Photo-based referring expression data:
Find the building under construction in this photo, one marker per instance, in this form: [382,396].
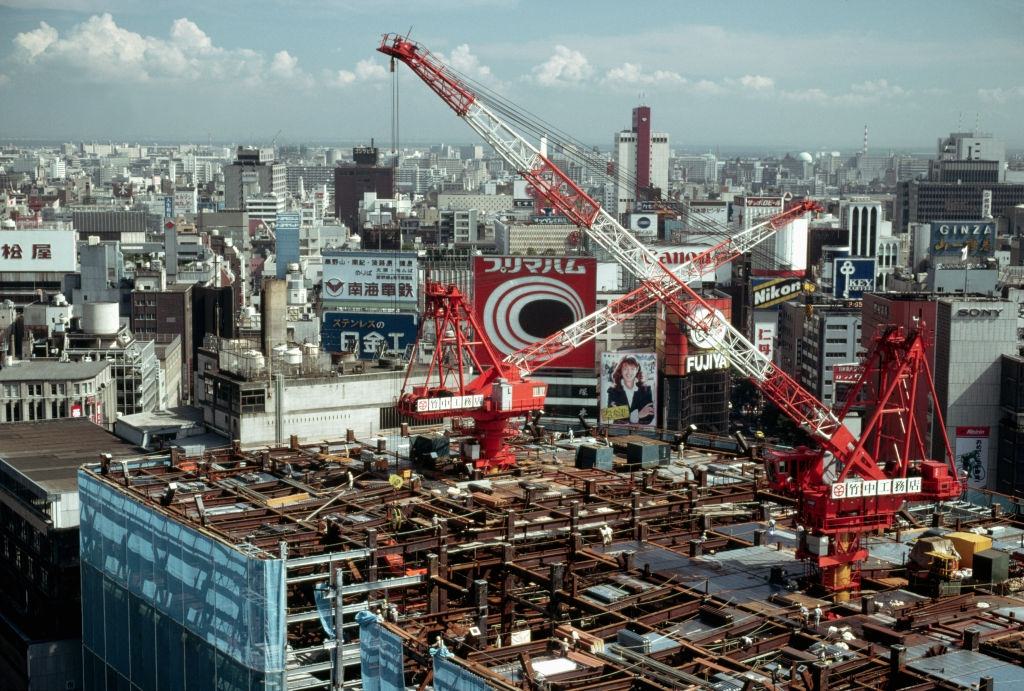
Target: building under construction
[339,564]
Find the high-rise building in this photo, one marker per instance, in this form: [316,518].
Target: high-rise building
[40,624]
[972,334]
[641,161]
[966,181]
[864,222]
[160,314]
[971,146]
[694,379]
[254,175]
[350,182]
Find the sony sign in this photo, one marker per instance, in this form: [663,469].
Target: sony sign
[450,403]
[974,312]
[706,362]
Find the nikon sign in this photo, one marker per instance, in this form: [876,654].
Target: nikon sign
[775,292]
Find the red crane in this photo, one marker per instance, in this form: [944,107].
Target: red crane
[833,484]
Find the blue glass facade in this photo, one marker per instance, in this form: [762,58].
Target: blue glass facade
[165,607]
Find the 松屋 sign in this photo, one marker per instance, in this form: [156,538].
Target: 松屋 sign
[858,488]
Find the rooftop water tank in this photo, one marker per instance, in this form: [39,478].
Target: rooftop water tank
[100,318]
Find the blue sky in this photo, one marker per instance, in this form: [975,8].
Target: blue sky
[806,75]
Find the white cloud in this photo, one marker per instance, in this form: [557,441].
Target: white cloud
[1000,95]
[811,95]
[97,49]
[341,78]
[706,86]
[630,74]
[463,60]
[32,44]
[186,34]
[565,67]
[369,71]
[757,82]
[286,68]
[365,71]
[862,93]
[879,88]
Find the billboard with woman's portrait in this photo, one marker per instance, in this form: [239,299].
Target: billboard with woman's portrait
[629,389]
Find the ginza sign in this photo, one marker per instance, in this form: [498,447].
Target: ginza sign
[858,488]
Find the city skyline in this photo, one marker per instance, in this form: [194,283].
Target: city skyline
[801,76]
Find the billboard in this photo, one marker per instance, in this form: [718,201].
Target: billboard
[847,373]
[972,455]
[963,239]
[682,351]
[629,389]
[772,292]
[521,300]
[644,225]
[367,334]
[852,277]
[31,250]
[287,220]
[371,278]
[700,212]
[673,256]
[765,327]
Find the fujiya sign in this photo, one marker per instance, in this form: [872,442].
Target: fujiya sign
[450,403]
[858,488]
[707,362]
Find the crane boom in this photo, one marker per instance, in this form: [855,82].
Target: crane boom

THE PROBLEM: All lines from the one containing "Find the city" through the end of the data, and no others, are to be given again word for word.

WRITTEN REPLY:
Find the city skyline in this photo, one marker per instance, in this form: [194,283].
Target: city skyline
[801,76]
Find the billboard in this photo, one marker per instance, in this form: [718,201].
Target: billboard
[847,373]
[972,455]
[963,239]
[682,351]
[629,389]
[772,292]
[521,300]
[644,225]
[367,334]
[852,277]
[31,250]
[287,220]
[371,278]
[700,212]
[673,256]
[765,327]
Find the fujiya sign in this photo, one marker per instance, in this form: [872,442].
Target: fujiya sign
[450,403]
[858,488]
[707,362]
Find the crane boom in this photo, one marker per instance, in this form: [855,82].
Target: crane boom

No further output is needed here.